_PROBLEM TO WORK ON_. Lines before the one containing "Can you find the knuckle" are left out; copy that line and every later line through the end of the data exactly.

───── DATA SUPPLIED

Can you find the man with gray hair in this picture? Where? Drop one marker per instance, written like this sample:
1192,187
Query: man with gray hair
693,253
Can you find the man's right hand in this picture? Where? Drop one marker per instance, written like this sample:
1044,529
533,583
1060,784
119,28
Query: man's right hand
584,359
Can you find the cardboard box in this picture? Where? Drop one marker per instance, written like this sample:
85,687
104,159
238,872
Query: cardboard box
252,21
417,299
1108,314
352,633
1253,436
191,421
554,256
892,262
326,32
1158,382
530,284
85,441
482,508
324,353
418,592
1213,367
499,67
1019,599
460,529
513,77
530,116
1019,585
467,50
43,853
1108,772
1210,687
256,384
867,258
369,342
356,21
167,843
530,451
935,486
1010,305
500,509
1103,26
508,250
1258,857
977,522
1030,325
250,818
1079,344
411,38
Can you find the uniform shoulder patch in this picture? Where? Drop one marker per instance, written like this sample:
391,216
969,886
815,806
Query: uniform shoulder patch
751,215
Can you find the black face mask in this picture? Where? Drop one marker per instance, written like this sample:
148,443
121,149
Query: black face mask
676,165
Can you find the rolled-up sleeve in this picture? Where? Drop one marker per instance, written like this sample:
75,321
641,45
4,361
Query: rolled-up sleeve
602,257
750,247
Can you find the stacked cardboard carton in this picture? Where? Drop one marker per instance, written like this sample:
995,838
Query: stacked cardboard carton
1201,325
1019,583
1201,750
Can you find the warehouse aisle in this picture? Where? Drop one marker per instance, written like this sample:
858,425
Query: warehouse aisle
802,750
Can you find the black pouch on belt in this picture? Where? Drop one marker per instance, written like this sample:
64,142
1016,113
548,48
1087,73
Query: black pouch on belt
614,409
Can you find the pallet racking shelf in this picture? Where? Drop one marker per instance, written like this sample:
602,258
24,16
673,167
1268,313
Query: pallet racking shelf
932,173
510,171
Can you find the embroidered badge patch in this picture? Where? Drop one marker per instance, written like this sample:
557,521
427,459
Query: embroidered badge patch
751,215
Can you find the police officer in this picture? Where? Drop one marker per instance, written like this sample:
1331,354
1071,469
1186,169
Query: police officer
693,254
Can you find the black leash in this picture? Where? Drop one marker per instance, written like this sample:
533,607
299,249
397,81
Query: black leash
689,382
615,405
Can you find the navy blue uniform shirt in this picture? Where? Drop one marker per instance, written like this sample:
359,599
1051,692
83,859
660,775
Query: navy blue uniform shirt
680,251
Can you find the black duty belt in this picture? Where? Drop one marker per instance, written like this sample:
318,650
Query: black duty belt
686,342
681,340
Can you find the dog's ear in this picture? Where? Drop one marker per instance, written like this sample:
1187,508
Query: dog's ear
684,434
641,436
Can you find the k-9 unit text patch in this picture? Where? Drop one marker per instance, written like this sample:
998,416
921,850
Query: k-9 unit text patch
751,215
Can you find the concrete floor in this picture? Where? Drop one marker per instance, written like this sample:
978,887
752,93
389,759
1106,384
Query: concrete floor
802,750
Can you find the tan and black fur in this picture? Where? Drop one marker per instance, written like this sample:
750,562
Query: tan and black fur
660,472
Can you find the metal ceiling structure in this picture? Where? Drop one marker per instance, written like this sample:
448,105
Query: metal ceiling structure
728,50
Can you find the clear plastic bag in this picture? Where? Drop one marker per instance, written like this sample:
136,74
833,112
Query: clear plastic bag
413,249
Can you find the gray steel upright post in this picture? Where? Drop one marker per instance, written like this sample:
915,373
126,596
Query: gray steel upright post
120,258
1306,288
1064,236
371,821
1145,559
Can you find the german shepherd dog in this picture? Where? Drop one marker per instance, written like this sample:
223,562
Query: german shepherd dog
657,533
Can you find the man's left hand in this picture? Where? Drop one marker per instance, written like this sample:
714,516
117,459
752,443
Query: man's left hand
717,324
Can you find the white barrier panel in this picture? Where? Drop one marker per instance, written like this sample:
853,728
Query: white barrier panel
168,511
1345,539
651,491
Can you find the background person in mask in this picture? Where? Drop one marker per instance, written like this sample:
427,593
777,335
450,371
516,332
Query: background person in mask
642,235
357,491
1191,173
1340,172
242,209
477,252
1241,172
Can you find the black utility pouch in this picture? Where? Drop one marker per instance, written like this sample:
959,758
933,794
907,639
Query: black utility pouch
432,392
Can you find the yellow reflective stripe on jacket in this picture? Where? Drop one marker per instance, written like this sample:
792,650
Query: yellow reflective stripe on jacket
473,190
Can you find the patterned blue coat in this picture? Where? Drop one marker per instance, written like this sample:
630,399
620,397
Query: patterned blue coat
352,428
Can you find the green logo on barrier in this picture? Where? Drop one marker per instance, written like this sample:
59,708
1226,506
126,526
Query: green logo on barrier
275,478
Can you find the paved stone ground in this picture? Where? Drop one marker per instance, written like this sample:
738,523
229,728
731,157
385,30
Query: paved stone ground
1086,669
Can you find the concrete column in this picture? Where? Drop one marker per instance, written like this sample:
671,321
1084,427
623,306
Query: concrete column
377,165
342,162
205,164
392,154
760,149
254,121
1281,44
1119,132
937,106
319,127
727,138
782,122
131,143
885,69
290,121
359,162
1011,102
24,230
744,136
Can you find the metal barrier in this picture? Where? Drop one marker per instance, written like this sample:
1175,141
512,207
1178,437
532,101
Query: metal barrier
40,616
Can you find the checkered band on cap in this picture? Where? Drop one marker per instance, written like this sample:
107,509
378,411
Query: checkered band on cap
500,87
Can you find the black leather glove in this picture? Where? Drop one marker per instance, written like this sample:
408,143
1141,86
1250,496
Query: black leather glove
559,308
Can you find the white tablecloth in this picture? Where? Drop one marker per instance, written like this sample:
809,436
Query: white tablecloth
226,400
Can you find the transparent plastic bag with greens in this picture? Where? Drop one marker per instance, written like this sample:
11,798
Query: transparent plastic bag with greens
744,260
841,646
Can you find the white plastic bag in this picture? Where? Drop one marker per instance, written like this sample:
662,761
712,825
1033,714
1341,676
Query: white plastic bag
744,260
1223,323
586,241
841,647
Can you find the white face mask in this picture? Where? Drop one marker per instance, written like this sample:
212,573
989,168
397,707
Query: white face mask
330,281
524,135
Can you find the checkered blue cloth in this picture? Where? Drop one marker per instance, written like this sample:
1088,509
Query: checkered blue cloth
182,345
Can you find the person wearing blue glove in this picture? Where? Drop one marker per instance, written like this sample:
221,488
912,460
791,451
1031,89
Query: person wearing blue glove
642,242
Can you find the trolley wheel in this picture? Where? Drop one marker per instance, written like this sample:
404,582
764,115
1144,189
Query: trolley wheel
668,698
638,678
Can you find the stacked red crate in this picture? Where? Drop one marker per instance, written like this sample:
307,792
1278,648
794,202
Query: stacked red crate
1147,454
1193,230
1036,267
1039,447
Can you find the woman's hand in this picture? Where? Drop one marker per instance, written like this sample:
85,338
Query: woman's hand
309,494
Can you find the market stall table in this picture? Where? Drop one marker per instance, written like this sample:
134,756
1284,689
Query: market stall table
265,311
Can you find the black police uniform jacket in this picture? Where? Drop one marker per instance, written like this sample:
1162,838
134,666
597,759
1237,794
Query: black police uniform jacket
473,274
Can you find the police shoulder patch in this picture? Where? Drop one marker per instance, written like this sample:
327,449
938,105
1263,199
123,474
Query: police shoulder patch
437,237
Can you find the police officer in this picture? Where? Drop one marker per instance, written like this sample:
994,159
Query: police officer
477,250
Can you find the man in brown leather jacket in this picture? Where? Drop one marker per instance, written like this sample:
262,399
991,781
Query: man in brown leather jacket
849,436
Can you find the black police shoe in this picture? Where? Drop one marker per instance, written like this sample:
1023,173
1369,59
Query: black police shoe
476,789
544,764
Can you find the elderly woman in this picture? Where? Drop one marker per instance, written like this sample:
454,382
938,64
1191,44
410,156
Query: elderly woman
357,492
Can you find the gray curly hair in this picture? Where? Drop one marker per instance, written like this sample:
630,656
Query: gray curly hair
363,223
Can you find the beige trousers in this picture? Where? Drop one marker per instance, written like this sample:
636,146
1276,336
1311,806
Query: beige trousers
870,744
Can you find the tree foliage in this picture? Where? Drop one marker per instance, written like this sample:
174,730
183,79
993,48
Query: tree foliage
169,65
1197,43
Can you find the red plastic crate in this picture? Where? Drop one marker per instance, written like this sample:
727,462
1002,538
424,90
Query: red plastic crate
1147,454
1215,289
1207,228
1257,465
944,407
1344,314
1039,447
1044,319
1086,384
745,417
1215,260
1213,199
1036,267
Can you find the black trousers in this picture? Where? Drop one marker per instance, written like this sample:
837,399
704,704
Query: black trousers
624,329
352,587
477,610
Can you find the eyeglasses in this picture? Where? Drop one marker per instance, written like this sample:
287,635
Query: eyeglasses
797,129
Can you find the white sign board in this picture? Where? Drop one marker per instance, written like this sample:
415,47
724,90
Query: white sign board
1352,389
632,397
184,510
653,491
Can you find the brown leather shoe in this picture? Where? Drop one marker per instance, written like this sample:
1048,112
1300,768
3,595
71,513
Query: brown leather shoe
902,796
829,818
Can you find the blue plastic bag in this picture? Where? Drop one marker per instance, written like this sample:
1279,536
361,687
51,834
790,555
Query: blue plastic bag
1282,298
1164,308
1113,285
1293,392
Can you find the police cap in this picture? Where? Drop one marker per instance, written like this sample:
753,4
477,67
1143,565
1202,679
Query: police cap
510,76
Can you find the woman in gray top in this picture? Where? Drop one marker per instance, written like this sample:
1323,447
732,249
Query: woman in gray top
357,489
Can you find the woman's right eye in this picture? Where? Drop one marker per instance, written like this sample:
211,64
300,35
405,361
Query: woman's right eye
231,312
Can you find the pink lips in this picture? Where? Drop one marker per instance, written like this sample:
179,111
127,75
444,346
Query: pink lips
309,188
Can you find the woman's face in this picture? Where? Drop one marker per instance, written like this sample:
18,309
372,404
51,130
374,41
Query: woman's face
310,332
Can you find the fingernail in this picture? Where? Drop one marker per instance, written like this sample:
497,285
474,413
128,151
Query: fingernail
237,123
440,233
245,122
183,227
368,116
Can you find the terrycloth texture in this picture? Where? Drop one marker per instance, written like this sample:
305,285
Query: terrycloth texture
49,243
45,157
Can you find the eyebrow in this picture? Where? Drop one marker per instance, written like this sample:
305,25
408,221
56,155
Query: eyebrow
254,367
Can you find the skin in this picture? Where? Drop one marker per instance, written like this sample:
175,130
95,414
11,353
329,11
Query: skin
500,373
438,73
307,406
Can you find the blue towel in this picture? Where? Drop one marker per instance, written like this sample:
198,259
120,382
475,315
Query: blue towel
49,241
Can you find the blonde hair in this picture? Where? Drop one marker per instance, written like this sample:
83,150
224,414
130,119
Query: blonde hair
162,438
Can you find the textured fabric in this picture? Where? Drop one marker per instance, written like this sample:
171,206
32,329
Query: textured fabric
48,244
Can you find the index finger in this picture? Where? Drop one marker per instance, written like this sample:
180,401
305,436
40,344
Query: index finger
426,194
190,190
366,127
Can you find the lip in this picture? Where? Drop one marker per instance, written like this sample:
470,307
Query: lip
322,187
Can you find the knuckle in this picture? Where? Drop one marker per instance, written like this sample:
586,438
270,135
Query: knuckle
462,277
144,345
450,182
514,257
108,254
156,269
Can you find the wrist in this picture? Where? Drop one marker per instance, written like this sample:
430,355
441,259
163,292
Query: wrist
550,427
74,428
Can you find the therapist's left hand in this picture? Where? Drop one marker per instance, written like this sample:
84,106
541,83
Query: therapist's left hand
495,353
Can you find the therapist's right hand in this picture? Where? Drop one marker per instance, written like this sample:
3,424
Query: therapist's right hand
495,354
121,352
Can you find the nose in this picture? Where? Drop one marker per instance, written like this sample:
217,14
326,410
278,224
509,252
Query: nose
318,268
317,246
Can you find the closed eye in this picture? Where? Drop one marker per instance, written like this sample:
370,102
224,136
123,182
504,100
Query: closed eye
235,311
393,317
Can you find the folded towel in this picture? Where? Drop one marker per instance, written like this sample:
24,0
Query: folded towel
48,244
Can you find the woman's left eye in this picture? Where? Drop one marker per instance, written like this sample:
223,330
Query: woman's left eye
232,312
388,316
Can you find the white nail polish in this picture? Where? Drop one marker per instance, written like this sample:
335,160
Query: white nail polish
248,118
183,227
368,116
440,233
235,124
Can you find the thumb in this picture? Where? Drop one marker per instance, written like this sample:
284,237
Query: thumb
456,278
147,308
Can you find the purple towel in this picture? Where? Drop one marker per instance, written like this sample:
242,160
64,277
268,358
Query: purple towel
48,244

──────────

_TASK ANSWER_.
Can you find the knuckle in this picture? Where? Drop one marker per instance, written like this sample:
586,438
270,135
Query: knuckle
462,277
144,345
450,182
514,257
108,254
156,269
Can you find the wrist in this picture? Where? Drop one marker per instance, written like this sample:
430,355
441,259
163,292
Query: wrist
550,427
74,428
Can you find the therapist's left hand in this picture? Where? Drop one marker per instance, written like this sample:
84,106
541,83
Query: therapist's left hand
495,353
Can you find the therapist's right hand in this picture? Where? Drop one marker per instance, written like this sample:
3,424
Query: therapist's right hand
495,354
121,352
Can you find the nose in this picture? Where? Drop one marker per instance, written like this sample:
217,14
326,410
278,224
509,252
Query: nose
318,268
317,246
Can you find the closed eye in this picture? Where? Drop one marker per instance, written like this sample:
370,102
224,136
123,182
504,100
Query: closed eye
235,311
393,317
Can you find the folded towel in this picture? Where? Drop one marker per instance, written like this sample:
24,0
Query: folded towel
48,244
Can you find the woman's left eye in this picture? Where? Drop one marker per instance, written like this sample:
223,330
Query: woman's left eye
232,312
388,316
Can you find the white nail polish in this picture? Where? Drop one marker per instance, written like this sample:
335,160
Query: white nail polish
248,118
183,227
368,116
440,233
235,124
Can you find the thumb in this picture? Where? Drop one marker per instance, written like this sample:
284,237
Query: thumb
456,278
147,308
Can you find the purple towel in this picture? Where? Drop one marker per instance, written like this sample:
242,160
64,277
268,358
Query: purple towel
48,244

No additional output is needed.